* [ACTIONS TO TAKE]:
1. Translate this sentence from the story of Alex and Ariana into Spanish: "She texted Alex and told him to let her know if he needed anything."
2. Copy the part of the Alex and Ariana story that opens with the words containing "Not going to" and closes with "was going on.".
3. Write what follows the final sentence of the Alex and Ariana story.

* [SOURCE TEXT]:
-*-

Alex and Ariana followed each other on Twitter in 2011 -- and still joke about who followed who first. They direct messaged and texted daily for weeks. Three potential meetings were canceled for various reasons -- the last so Alex could attend one of his sisters' volleyball matches on Feb. 20, 2012.
When Ariana had not heard from Alex on Feb. 21, she scanned Twitter and saw messages and hashtags offering prayers for the Carters.
Not going to the same high school as Alex in Ashburn, Virginia -- he went to Briar Woods and she went to Stone Bridge -- she didn't know what was going on.
Eventually she found out. She texted Alex and told him to let her know if he needed anything.
Alex told her to come over.
"I'm like, 'If this is going to help you, me showing up, I'm going to do whatever I can to be there for you,'" Ariana said. "'I'll come over.'"

-*-

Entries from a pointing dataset
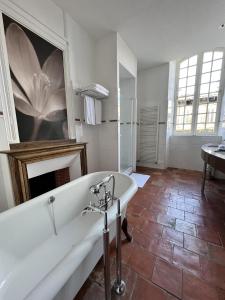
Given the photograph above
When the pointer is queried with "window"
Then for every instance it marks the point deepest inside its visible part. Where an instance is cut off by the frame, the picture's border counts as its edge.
(198, 99)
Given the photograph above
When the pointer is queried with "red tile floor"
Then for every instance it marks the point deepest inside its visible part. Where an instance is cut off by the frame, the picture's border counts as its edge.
(178, 247)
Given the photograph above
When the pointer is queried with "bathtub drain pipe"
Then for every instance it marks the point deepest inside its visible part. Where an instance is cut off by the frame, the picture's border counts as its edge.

-*-

* [OUTPUTS IN ORDER]:
1. Le envió un mensaje de texto a Alex y le dijo que le avisara si necesitaba algo.

2.
Not going to the same high school as Alex in Ashburn, Virginia -- he went to Briar Woods and she went to Stone Bridge -- she didn't know what was going on.

3.
One day turned into two weeks and a new routine. After soccer practice, Ariana went to Alex's house with movies and video games. A legitimate friendship formed. Alex eventually asked Ariana to prom as friends. She asked him to hers as well.
"After that I was like, all right, this girl is very beautiful," Alex said. "I could see myself with her."
Long-distance dating was the option with Alex at Stanford as a freshman cornerback and Ariana still in high school and then attended college at Florida Atlantic and VCU. With 2,800 miles separating them, they decided to try to make it work.
The relationship survived with phone calls, text messages, Skype and FaceTime and helped Alex refine his communication skills both with Ariana and in public.
By his junior year at Stanford, Alex knew he wanted to marry Ariana and proposed during Christmas break by traveling back to Virginia from school a day early. He initially planned on proposing in Georgetown, but even the proposal had a detour.
Ariana wouldn't go to Georgetown with her friends because of the weather, so Alex worked with Ariana's sister, Tatiana, to change the proposal to the basement of her house. Ariana walked downstairs, saw pictures of herself and Alex flashing on a screen and a large box that was supposed to be in Georgetown.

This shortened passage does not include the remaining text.